**Provided information**
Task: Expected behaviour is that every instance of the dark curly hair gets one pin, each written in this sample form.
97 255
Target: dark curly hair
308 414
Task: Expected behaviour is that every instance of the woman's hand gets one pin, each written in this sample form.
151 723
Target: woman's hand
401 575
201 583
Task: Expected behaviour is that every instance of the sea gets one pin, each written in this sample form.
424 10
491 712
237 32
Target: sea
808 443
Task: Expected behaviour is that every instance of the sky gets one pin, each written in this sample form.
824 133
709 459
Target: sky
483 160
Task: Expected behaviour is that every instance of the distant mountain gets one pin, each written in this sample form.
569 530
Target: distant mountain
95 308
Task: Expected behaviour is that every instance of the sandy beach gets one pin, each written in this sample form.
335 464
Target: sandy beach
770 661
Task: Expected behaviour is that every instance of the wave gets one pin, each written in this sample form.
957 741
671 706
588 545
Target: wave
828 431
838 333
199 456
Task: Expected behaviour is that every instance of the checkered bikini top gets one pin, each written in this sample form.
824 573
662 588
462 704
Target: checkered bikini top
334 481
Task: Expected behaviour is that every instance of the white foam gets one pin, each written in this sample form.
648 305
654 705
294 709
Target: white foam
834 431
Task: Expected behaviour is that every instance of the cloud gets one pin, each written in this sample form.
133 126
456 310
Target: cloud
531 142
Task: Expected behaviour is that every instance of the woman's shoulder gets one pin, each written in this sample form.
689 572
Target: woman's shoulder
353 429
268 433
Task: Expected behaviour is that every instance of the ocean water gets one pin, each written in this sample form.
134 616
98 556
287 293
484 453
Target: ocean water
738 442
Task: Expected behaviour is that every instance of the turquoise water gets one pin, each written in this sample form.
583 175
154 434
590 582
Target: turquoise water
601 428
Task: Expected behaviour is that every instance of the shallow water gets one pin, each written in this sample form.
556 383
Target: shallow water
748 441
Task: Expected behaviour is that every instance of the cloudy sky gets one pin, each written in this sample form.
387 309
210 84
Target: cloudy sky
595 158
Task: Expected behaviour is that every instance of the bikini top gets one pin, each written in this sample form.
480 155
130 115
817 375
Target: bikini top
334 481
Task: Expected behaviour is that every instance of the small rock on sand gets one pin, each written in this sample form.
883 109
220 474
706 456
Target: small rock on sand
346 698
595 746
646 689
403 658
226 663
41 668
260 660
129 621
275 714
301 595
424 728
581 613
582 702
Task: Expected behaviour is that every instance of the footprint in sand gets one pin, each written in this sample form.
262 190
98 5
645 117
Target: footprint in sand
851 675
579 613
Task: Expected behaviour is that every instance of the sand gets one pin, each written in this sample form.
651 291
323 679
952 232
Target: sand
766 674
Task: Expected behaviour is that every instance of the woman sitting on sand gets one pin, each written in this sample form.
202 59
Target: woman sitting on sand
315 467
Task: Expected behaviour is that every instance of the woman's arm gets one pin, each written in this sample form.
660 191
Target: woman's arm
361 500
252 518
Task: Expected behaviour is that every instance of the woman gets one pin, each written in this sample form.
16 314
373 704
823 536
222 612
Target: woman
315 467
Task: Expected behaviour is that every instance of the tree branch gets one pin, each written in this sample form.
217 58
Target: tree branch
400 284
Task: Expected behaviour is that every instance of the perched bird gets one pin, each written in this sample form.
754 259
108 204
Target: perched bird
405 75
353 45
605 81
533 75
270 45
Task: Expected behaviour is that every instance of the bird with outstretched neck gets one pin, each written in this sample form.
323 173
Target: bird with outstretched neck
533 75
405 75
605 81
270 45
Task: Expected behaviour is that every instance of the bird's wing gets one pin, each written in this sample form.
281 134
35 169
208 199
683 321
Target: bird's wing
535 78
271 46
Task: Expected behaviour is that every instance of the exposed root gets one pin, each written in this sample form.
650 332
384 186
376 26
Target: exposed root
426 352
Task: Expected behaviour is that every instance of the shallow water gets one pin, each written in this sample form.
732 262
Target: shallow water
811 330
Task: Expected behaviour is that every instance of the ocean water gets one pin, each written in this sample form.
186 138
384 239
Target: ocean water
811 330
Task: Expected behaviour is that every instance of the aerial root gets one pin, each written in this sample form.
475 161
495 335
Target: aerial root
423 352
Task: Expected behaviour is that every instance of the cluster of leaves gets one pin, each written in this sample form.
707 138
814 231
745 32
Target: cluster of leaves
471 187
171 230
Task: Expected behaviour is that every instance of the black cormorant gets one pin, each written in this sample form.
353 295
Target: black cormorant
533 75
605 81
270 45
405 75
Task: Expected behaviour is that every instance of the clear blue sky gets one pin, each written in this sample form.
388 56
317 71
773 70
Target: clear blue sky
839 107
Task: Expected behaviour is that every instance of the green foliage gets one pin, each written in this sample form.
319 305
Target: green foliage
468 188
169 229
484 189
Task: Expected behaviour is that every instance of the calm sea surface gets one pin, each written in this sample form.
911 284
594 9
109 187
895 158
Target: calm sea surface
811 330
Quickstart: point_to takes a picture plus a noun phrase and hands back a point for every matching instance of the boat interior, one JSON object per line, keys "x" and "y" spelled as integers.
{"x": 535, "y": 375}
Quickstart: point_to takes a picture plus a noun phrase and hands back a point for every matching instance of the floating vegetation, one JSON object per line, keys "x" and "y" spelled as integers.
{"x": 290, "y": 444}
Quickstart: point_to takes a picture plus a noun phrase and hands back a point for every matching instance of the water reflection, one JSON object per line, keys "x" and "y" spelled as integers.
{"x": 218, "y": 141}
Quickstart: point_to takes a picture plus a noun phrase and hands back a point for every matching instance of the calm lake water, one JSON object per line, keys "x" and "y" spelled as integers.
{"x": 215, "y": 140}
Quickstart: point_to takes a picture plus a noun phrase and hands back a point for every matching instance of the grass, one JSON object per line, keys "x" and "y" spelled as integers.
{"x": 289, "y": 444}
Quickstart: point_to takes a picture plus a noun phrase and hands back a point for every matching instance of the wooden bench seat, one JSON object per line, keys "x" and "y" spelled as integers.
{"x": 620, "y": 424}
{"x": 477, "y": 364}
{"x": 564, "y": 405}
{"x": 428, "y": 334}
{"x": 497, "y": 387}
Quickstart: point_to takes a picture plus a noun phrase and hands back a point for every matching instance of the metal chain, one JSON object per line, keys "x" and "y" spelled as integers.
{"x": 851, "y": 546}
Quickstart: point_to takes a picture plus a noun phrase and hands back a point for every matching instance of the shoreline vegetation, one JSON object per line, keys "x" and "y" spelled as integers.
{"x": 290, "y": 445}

**Written request**
Starting at the line that contains "of the shoreline" and ending at the last of the records, output those records as a two-column CSV with the columns input and output. Give one row per record, put each value in a single quoted field, and replace any line breaks with spaces.

**The response**
input,output
"Quickstart: point_to takes a picture plus a noun phrase and hands back a point for every matching instance of the shoreline vegetation, one JSON object per line, keys ""x"" and ""y"" spelled as integers.","{""x"": 290, ""y"": 445}"